**QUOTED PASSAGE**
Intensely hostile both to foreigners (blacks in America and Arabs in Israel) and to his Jewish opponents, wedded to violence as the cardinal political instrument and contemptuous of democracy, Kahane neatly fits the historical profile of the radical right-winger. His political style is deliberately provocative and outrageous, designed to infuriate respectable defenders of the present regime. He is a consummate and charismatic demagogue, shrewdly in tune with his audience and able to play on their deepest fears. He also shares with his radical right-wing counterparts elsewhere a certain marginality and deliberately anti-establishment élan. In 1988, practically all the forces in the Knesset combined to ban his party from the political arena, even as some of them endorsed elements of his programme. Like Le Pen in France, he makes a virtue of this excommunication, turning it into one more ‘proof’ of the hypocrisy and corruption of the establishment. In a recent book, he argues that the way the Israeli establishment has hounded him proves that Israel is not a democracy. Yet Kahane himself has no stake in democracy. Grounding his position in an idiosyncratic interpretation of Jewish sources, he contends that Judaism has nothing in common with democracy and, instead, demands a racially pure Jewish state.

Again like other radical politicians, both on the right and on the left, Kahane combines contempt for democracy with an appeal to the masses. He demands that Israel hold a referendum on the expulsion of the Arabs in lieu of the usual parliamentary debate. The alternative to such a referendum, he claims, is full-scale revolution. But then, Kahane himself is, above all, a revolutionary, dedicated to overthrowing the present Israeli establishment on the grounds of the very Zionist and Jewish principles that the establishment claims for itself. The programme of the moderate nationalists, he believes, can only be fulfilled by the most extreme means. This is what makes Kahane ideologically dangerous: he can claim that his policies only represent the logical extension of generally accepted nationalist principles – such as, in the case of Israel, the need for a Jewish majority.

The extent of Kahane’s appeal in Israel is hard to judge, especially since he can no longer stand for office. Before the 1988 elections, some polls claimed that he might win enough seats to lead the third-largest party in Israel. Polls also show that significant numbers of young Israelis approve of his radical ideas. More socially respectable voices, such as that of Rehavam Zevi, the leader of the Moledet Party which also advocates expulsion of the Arabs, have cashed in on his appeal. While the movement he heads remains both small and on the margin, his ideas and his style have made significant inroads as the political clout of the radical Right in general has increased.

The Israeli political establishment has consistently portrayed Kahane as an outsider, an American import with no roots in Israeli society – one is reminded of Germany’s initial treatment of Hitler as an Austrian interloper. Even the radical Right which shares Kahane’s ideas has managed to use this argument to make itself look respectable by contrast. Yet Kahane is not merely a bizarre American product, although he is that too. Perhaps the greatest strength of Friedman’s book is that Kahane is firmly placed in the history of the radical Zionist Right. Kahane’s father was born in Palestine and he was an active member of the American branch of the Revisionists (Jabotinsky once visited the Kahane home). The massacre of members of his father’s family by Arabs in 1938 was a family trauma that must have played its part in pushing the young Meir towards his violently anti-Arab stance. He was, for a time, a member of Betar, the militaristic Revisionist youth movement. When he moved to Israel, he was invited to join Begin’s Likud Party, but, characteristically, was disinclined to subordinate himself to a pre-existing political organisation. Had he joined forces with Begin, Kahane would no doubt be an important figure in one of today’s right-wing parties.

**COLLECTED MATERIAL**

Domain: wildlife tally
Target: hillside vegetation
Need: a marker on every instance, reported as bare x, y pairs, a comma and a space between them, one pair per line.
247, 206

**EXERCISE INSTRUCTIONS**
1. According to the passage about Kahane, what did practically all the forces in the Knesset do in 1988?
2. Carry on the passage about Kahane from where it stops.
The listing has no connection to the passage about Kahane.

**REPLIES**
1. They combined to ban Kahane's party from the political arena.

2.
Friedman also shows how Kahane’s Jewish Defence League received both support and instruction from members of the Israeli radical Right in the early Seventies when the JDL launched its campaign to free Soviet Jews. Notable among these was Yitzhak Shamir, today Israel’s Prime Minister, but then recently retired from Mossad. Friedman suggests, but does not prove, that through Shamir and other retired operatives, Mossad used the JDL for its own purposes – in effect, turning the noisy but relatively harmless League into a deadly terrorist outfit. Even now, long after Kahane was ostracised by his former mentors, American prosecutors prove strangely unable to extradite JDL members living in Israel who have been implicated in crimes in the United States – crimes which include several murders. Kahane and his followers still apparently enjoy significant protection from certain figures within the Israeli establishment.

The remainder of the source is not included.